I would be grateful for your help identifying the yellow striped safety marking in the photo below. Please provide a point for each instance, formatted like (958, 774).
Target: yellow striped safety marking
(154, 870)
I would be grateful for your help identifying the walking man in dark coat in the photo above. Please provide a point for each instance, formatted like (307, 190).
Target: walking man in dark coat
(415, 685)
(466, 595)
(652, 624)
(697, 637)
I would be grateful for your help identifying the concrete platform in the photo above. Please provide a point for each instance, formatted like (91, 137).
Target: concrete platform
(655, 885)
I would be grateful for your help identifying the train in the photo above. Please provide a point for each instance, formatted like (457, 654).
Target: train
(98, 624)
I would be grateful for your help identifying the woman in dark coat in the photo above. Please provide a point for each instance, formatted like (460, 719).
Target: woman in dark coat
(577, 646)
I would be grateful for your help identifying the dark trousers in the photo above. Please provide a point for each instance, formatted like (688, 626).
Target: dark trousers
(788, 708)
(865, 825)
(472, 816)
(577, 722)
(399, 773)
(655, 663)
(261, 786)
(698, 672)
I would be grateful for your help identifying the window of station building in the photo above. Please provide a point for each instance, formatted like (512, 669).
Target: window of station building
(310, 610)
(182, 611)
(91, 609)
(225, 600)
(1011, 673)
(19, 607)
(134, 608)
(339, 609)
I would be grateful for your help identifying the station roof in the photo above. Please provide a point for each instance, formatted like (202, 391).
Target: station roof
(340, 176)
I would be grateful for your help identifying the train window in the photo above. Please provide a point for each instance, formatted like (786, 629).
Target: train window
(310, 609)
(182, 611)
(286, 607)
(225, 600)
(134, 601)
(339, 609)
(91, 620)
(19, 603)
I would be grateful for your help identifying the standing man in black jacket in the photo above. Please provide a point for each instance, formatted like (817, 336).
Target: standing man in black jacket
○ ○ ○ ○
In the listing above, find the lines holding the word "provide" and copy them.

I would be grateful for your help identifying the yellow striped safety marking in the photo below. Please provide a point for each instance, formatted like (958, 774).
I would be grateful for your help identifying the walking man in dark coat in the photo above. Please provide a point for each instance, formatted like (307, 190).
I would be grateful for your help identifying the concrete platform in the photo above. Please provide a point for each instance, formatted like (91, 137).
I would be grateful for your help identifying the train in the photo above. Please provide a point for each instance, formatted like (457, 654).
I would be grateful for your help identifying the woman in dark coat in the photo above. Please provide a point for each instance, formatted like (460, 719).
I would be grateful for your help identifying the dark trousers in the photo above. Please provide a point for each instance, formatted like (688, 626).
I would be grateful for your help identifying the window of station building in the photo above. Please provide a point for each instance, formatted like (512, 669).
I would be grateful for your help identifying the station roof in the photo above. Please provide a point for each instance, formatted like (202, 391).
I would be grateful for your help identifying the train window in the photo above. Please provide a point for each instance, formatted like (786, 629).
I would be grateful for your help identifying the standing man in black jacket in the photo above. Please provide a point for each instance, formatted like (817, 336).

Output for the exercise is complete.